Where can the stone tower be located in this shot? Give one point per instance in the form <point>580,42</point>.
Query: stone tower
*****
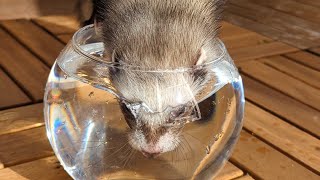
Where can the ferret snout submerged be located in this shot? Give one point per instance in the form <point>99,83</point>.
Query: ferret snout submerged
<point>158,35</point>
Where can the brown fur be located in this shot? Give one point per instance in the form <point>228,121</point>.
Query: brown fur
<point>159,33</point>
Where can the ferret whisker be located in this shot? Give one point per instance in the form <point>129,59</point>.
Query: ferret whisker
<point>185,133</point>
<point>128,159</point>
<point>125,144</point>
*****
- _Exercise description_: Across the whole listing above, determine how many lines hold the word "Where". Only that number is wanted.

- _Your solution_: 4